## Your assignment
Copy every entry verbatim and skip the pictures.

[Point localization data]
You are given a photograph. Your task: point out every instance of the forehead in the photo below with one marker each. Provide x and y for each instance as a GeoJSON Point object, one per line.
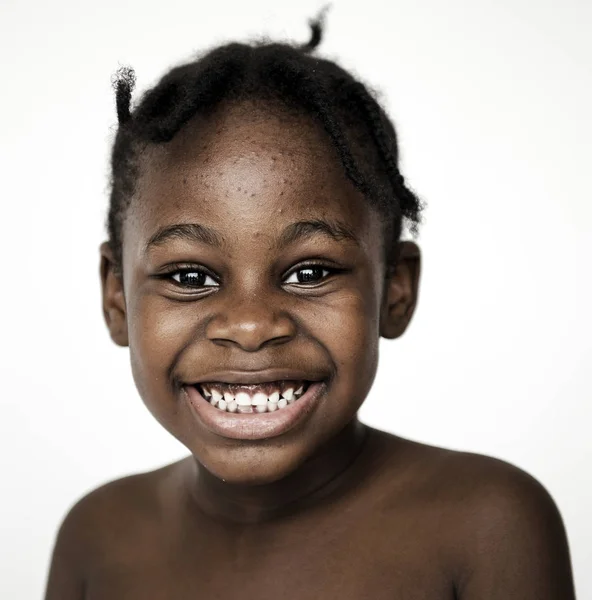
{"type": "Point", "coordinates": [249, 168]}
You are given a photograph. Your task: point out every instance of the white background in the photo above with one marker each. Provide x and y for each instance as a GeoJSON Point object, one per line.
{"type": "Point", "coordinates": [492, 100]}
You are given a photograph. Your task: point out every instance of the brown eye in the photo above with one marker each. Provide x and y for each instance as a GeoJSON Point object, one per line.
{"type": "Point", "coordinates": [192, 278]}
{"type": "Point", "coordinates": [309, 274]}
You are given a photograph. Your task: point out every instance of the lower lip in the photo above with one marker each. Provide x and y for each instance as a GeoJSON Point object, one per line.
{"type": "Point", "coordinates": [255, 426]}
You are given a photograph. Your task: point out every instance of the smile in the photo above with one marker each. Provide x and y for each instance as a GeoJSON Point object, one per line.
{"type": "Point", "coordinates": [250, 398]}
{"type": "Point", "coordinates": [254, 411]}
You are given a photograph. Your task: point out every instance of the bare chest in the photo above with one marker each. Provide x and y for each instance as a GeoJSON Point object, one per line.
{"type": "Point", "coordinates": [331, 562]}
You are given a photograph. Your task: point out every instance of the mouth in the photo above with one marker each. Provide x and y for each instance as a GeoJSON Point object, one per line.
{"type": "Point", "coordinates": [254, 411]}
{"type": "Point", "coordinates": [250, 398]}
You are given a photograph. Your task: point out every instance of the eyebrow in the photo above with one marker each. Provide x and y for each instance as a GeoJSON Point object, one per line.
{"type": "Point", "coordinates": [306, 229]}
{"type": "Point", "coordinates": [194, 232]}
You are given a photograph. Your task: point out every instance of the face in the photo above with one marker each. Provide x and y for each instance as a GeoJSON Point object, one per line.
{"type": "Point", "coordinates": [249, 258]}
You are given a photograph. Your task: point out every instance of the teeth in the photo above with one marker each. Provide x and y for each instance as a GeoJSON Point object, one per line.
{"type": "Point", "coordinates": [244, 402]}
{"type": "Point", "coordinates": [259, 399]}
{"type": "Point", "coordinates": [242, 399]}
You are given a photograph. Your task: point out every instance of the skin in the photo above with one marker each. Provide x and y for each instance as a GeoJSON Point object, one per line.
{"type": "Point", "coordinates": [332, 508]}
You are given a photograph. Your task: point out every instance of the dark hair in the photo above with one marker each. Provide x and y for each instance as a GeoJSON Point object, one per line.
{"type": "Point", "coordinates": [358, 127]}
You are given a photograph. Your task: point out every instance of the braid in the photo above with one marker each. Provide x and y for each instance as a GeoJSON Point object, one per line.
{"type": "Point", "coordinates": [409, 204]}
{"type": "Point", "coordinates": [270, 71]}
{"type": "Point", "coordinates": [312, 93]}
{"type": "Point", "coordinates": [124, 83]}
{"type": "Point", "coordinates": [316, 26]}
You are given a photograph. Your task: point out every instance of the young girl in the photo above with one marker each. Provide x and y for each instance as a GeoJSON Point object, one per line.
{"type": "Point", "coordinates": [253, 262]}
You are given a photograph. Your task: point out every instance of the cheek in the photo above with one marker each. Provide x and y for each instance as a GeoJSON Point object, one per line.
{"type": "Point", "coordinates": [348, 326]}
{"type": "Point", "coordinates": [157, 333]}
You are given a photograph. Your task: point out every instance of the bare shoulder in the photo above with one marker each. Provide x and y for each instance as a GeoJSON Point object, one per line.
{"type": "Point", "coordinates": [105, 523]}
{"type": "Point", "coordinates": [498, 525]}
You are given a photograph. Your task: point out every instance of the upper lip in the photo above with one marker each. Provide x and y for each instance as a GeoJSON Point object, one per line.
{"type": "Point", "coordinates": [251, 377]}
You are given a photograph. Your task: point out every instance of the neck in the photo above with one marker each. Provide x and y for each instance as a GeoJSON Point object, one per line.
{"type": "Point", "coordinates": [309, 483]}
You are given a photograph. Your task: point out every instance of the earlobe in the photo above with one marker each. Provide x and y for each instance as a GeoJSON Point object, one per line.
{"type": "Point", "coordinates": [114, 308]}
{"type": "Point", "coordinates": [400, 291]}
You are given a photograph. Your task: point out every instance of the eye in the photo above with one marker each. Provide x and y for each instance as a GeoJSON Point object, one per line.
{"type": "Point", "coordinates": [192, 278]}
{"type": "Point", "coordinates": [309, 274]}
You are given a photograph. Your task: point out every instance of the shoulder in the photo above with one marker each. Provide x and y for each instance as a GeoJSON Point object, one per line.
{"type": "Point", "coordinates": [499, 526]}
{"type": "Point", "coordinates": [105, 522]}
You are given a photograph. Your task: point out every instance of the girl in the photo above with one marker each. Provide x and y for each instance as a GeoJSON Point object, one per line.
{"type": "Point", "coordinates": [253, 261]}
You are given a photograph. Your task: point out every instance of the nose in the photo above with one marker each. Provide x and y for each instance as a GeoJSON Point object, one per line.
{"type": "Point", "coordinates": [251, 324]}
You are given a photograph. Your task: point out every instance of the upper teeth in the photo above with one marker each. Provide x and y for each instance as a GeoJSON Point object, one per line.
{"type": "Point", "coordinates": [288, 392]}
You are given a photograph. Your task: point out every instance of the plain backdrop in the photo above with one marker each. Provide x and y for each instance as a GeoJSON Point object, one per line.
{"type": "Point", "coordinates": [492, 100]}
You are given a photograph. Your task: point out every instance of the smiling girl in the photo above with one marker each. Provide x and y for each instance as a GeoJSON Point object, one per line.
{"type": "Point", "coordinates": [253, 262]}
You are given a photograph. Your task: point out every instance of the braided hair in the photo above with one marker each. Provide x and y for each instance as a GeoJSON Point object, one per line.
{"type": "Point", "coordinates": [359, 129]}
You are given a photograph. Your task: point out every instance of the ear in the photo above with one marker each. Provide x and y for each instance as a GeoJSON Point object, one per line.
{"type": "Point", "coordinates": [114, 309]}
{"type": "Point", "coordinates": [400, 291]}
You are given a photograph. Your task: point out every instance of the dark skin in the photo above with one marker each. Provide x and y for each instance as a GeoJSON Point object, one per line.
{"type": "Point", "coordinates": [331, 509]}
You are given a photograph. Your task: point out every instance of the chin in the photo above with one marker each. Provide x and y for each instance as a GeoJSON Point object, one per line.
{"type": "Point", "coordinates": [252, 465]}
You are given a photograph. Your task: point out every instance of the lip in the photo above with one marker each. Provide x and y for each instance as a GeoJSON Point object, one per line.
{"type": "Point", "coordinates": [254, 426]}
{"type": "Point", "coordinates": [253, 377]}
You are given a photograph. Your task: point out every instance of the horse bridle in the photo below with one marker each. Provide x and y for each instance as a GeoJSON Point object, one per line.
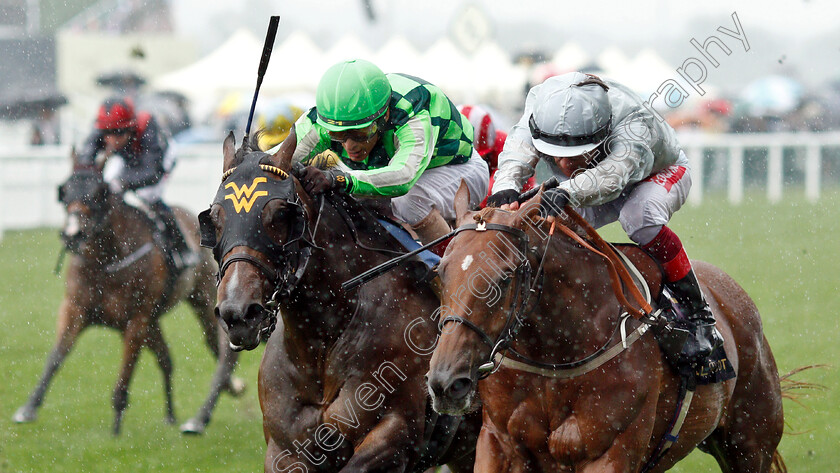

## Exercise response
You are given a photograph. Your task: point out every instance of the forehead in the photo below with one marker each. Provide x and y for each instance as a GeoJSON Point object, one per line.
{"type": "Point", "coordinates": [249, 168]}
You are given a photograph. Your task: point out every instance of the white background in the photo above with one marker each. Provide x and y for each instance as a GeoJSON Point object, one per line.
{"type": "Point", "coordinates": [492, 100]}
You are given a photograph. Your task: point out every instance of the brown eye in the photo above with one marker each. Provide x and y for each instance as a GeoJSON Point object, one per line.
{"type": "Point", "coordinates": [192, 278]}
{"type": "Point", "coordinates": [309, 274]}
You are given a photograph. Your task: point out every instance of the lower lip in the photo above with one marker each. Provide x and y for each instance as a GeoJSON Point object, one per line.
{"type": "Point", "coordinates": [255, 426]}
You are given a photograph. Your task: point out every instance of the smile in the photo above with one marker each. Provide x and y for each instance as a GeoJSON Point object, one per line.
{"type": "Point", "coordinates": [250, 398]}
{"type": "Point", "coordinates": [254, 411]}
You are given a photograph. Your task: point out every instance of the bare chest in the photo above with one marker each. Provide x and y for each instance as a GeoJSON Point object, one per line.
{"type": "Point", "coordinates": [331, 562]}
You are given a photograph. Your task: point out every instance of the mouth in the photo above with one marker each. Provide x and y for each instance as a GeoJSON Point object, one per line.
{"type": "Point", "coordinates": [254, 411]}
{"type": "Point", "coordinates": [250, 398]}
You are given a photograph. Your task: point out every instance of the eyebrow in the photo above with one marker each. Provide x and y for each instance as a GeoJSON Point object, one per line.
{"type": "Point", "coordinates": [306, 229]}
{"type": "Point", "coordinates": [194, 232]}
You are given a photograph. Your task: point out every instance of the face in the photo above with one marker each. Provide x and y for each instance as a GeoJSON Point object, one per line.
{"type": "Point", "coordinates": [249, 258]}
You are given a photograph. Your task: point out every instance of the teeth in the photo above with one marker each. Provide x and y for each instance as a GeoJSON Point object, one per line.
{"type": "Point", "coordinates": [244, 402]}
{"type": "Point", "coordinates": [259, 399]}
{"type": "Point", "coordinates": [242, 399]}
You are given a photograph. Your task: point out every instance of the skin in the photo above with one marker each. Provide x and y for each instance as a GeoJSON Point object, one per line.
{"type": "Point", "coordinates": [332, 508]}
You are given a photograph. Your task: point out every instance of the dark hair in the photo above with one marker each. Provide x and y for each instance as a GeoJSON Point object, one per line.
{"type": "Point", "coordinates": [358, 127]}
You are given a photograph. Your task: point out every instance of the braid in the photo above with one marker each. Provide x and y for each instance as a GeoJSON Point object, one per line.
{"type": "Point", "coordinates": [409, 204]}
{"type": "Point", "coordinates": [270, 71]}
{"type": "Point", "coordinates": [312, 93]}
{"type": "Point", "coordinates": [124, 83]}
{"type": "Point", "coordinates": [316, 26]}
You are given a photograph. Your task: point out every instance of the young girl in the photo above with one marker each. Provide x and y for each instance as a GeoJSON Point object, one per line.
{"type": "Point", "coordinates": [253, 262]}
You are given a photograph. Your task: point out every instance of the cheek in the photo above with one marker each. Provide x and y for each instance as a GeoJSON Point object, one per line.
{"type": "Point", "coordinates": [348, 326]}
{"type": "Point", "coordinates": [157, 333]}
You are given a photograph. Your task: point out every instance of the bare shoulder in the photo above with one marker each. Provide x and y for each instance as a GeoJSON Point object, one per line.
{"type": "Point", "coordinates": [105, 523]}
{"type": "Point", "coordinates": [498, 525]}
You are given a photograph. Your task: point out every instance of the upper lip in the photo above with one marker each. Provide x and y for each instance as a GeoJSON Point object, one per line.
{"type": "Point", "coordinates": [251, 377]}
You are given a photograph. Your task: point out every instance of the neck in the photo above with one marker each. Provide x and y for each instance as a GeoJSON Point object, one per line.
{"type": "Point", "coordinates": [309, 483]}
You are given a photograph. Your task: point out every instance of the earlobe in the photo above with one marker each. Provide x and y for each instance as a GeoJSON Point object, one per line.
{"type": "Point", "coordinates": [114, 308]}
{"type": "Point", "coordinates": [400, 291]}
You are given a photograph. Your task: point out every instance of the eye in the photo above with one marker each. Provide x and y for each instance as a GeoJSON Point object, one per line.
{"type": "Point", "coordinates": [192, 278]}
{"type": "Point", "coordinates": [309, 274]}
You are given a photograph. Your task: point out every instance of the shoulder in the photo above with one marker each. Provide x and y for each instance as a GeoJSON Point object, one per line.
{"type": "Point", "coordinates": [499, 526]}
{"type": "Point", "coordinates": [105, 522]}
You are given a photograph. Your task: point out every instance of the girl in the photo above with one marker each. Provide x and y for each instance as a GeoJSON Point object, one per line.
{"type": "Point", "coordinates": [253, 261]}
You are given a photograph. Your task: point out every instance of the nose in the photo above with one marker each. Provide x and y for each instance as a GeoJSON Point object, one per line.
{"type": "Point", "coordinates": [251, 324]}
You are given a photograph. Your task: point out every instance of the upper teeth in the photo above with one marker each. Provide x and y for each instance as a GeoJSON Point object, one per line.
{"type": "Point", "coordinates": [288, 392]}
You are given a photograph. Your task: point out every instance of the plain backdrop in the photo above with one marker each. Provide x and y for each instance as a GeoJSON Point object, one per line.
{"type": "Point", "coordinates": [492, 100]}
You are given a photograph. Your task: point out every instance of the smiling girl in the photo above with one marker each. Provide x and y for each instance as a GeoJSON Point object, one per line.
{"type": "Point", "coordinates": [253, 262]}
You are given a photograph. Your task: point out every instance of the braided hair in the photo above with one marker each. Provide x and y for each instance as a GeoJSON Point object, one per line.
{"type": "Point", "coordinates": [359, 129]}
You are given a photograph. Your task: point out every instance of the ear in the photo above with one marker each. Provide x and y for each instance as a GeoJSON Point object, one per line.
{"type": "Point", "coordinates": [114, 309]}
{"type": "Point", "coordinates": [400, 291]}
You are given a photograph. Your task: point out every instance of the dark skin in the photo above with one marker each. Provide x and y for each instance as a GeoJSON Point object, one per line.
{"type": "Point", "coordinates": [331, 509]}
You are given a photograph. Your task: point out every instance of the chin in the photo above with one marker each. Provide x and y for each instance as a GeoJSON Point object, one per line.
{"type": "Point", "coordinates": [252, 465]}
You are given a photograph. Your task: point out every instance of the lip in the photo above with one marker each. Provide x and y for each instance as a GeoJSON Point object, one per line.
{"type": "Point", "coordinates": [254, 426]}
{"type": "Point", "coordinates": [253, 377]}
You are given a photograph. Your task: point out every instance of the horse bridle in the photo below with one marker each. Provide x and y for each instance as a GeoJSON Point object, one per line.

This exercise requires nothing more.